● QUOTED PASSAGE
# Humidifiers for Green Tree Pythons



## jhatcliffe (May 24, 2010)

Hi all, I'm thinking of getting a green tree python, i just have one question, i live in south east queensland, and as the GTP is a jungle snake, i assume it will need some failry high humidity. I have a Dalbarb, purpose built, timber, reptile enclosure thats 120x120x60cm. Whats going to be the best way to get some humidity into the tank???? That is if you think its needed in SE Queensland. Thanks Guys


----------



## Mr.James (May 24, 2010)

What type of timber is the enclosure made from? 

Humidity/moisture will cause the timber to get water lodged & rot, not easy to dry it out. So make sure the enclosure is really well waterproofed.

Ways to create humidity = By misting the enclosure with a spray bottle daily, use substrates such as palm/coco peat & moss, large waterbowl, installing a humidifier system setup up with a hygrostat, & making sure the enclosure is setup correctly so it is adequately ventilate but does not allow all your humidity to escape.

Purchase a book called 'The complete chondro' or 'The more complete chondro'. They are like a bible to any Green Python keeper.

There are keepers on this site who I'm sure can add to this & help you more. But it's also worth chatting to the breeder who you plan to purchase the GTP from. There is also some great information in some of the reptile magazines written by the top breeders in Oz, you'll be able to order back issues.


----------



## Slats (May 24, 2010)

Best way is large shallow water bowls. 
I have no problem in the dry season


----------



## hypochondroac (May 24, 2010)

Mr Boyd has given good advice.

I spray using a water bottle, spray the entire enclosure and snake down thoroughly.. once in the morning and once in the late evening so that they get a chance to dry out, my enclosures are melamine and they must be sealed properly, i use sphagnum moss as substrate - Newspaper works well also.

You will need to know your stuff when you contact a good breeder, they'll pick your brain before they allow you to go ahead and buy the animal.


----------



## nirofett (Jun 2, 2010)

hey guys, 
i was just wondering where u guys bought that book "the complete chondro" cheers


----------



## ramzee86 (Oct 11, 2010)

I had to buy the complete chondro of amazon


----------



## solar 17 (Oct 11, 2010)

*$1.50 spray bottle, filled with very warm water and NO substrate, once you see how a thriving GTP has a poo l think you may change your mind on substrate as approx. 50% of it is brown water, people like "waterrat" have a different set-up but he is in the Cairns area not Brizvegas..........solar 17 [Baden]*


----------



## Waterrat (Oct 11, 2010)

● GIVEN DATA

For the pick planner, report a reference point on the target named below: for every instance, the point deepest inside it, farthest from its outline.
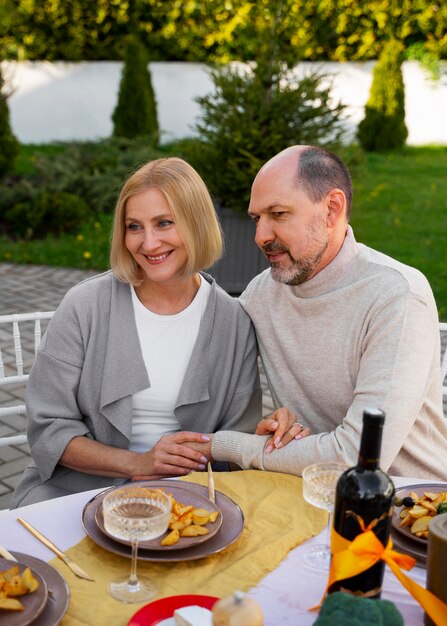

● OBJECTIVES
1. Decide whether each statement agrees with the thread on humidity for green tree pythons, answering yes or no and quoting the deciding words. (a) The enclosure in the opening post measures 120x120x60cm. (b) Slats reports trouble keeping humidity up in the dry season. (c) One reply says the book "The complete chondro" was bought from Amazon.
2. Extend the thread on humidity for green tree pythons, starting after its final line.
The material comes from a different source than the thread.

● ANSWERS TO THE EXERCISES
1.
(a) Yes: "thats 120x120x60cm"
(b) No: "I have no problem in the dry season"
(c) Yes: "I had to buy the complete chondro of amazon"

2.
What a coincidence! I was just thinking last night to start a thread "how to keep GTPs in temperate climate".
I am hopeless in giving advice on that subject because I don't have that kind of experience. For example; it's relatively easy to keep high temp and high humidity in an enclosure but how do you ensure good air flow / fresh air supply? Or isn't it important? I don't spray my snakes / enclosures at all, so again, I am not the best person to advise, however I noticed that some keepers are spraying way too much. In my opinion, there shouldn't be droplets of water running down the sides of the enclosure at any time. That's my opinion.
Can somebody start such thread and if it develops well, ask the admin to make it a sticky?


----------



## solar 17 (Oct 11, 2010)

*l judge my spraying by the sheds/sloughs....in summer once a day and in winter twice a day with the pm one being a very light spray/mist. with this regime l get perfectly formed moist sheds/sloughs which is what l judge by personally.......solar 17 [Baden]......ps this is always done with very warm water as by the time it hits your gtp its room temp. and no temp. shocks*


----------



## ramzee86 (Oct 11, 2010)

So in a 3ftx2ftx2ft melamime, with spaghnum moss as substrate, with a yearling GTP, how should i keep humidity at good levels? is daily misting my only option? or should i put a running waterfall-like feature? large water bowl? or are there good humidifying systems, and if so where are they available?


----------



## GreatSnakes (Oct 11, 2010)

It depends on your enclosure. Some hold humidity longer than others (even though they look the same!!). I spray every morning and thoroughly wet the enclosures, pythons and substrate which is newspaper. The enclosure then dries out during the day and by 3pm is dry again. I only spray twice (again in the pm as Baden does) when I suspect a shed. In my opinion, you want to avoid a continually wet enclosure as this can only lead to health problems. The manual spraying also means that you physically check the animal and enclosure at least once a day. If you are like me and spend a lot of time checking on your snakes, then maybe an automatic misting system will work, just make sure you get the drying out period.


----------



## Owzi (Oct 11, 2010)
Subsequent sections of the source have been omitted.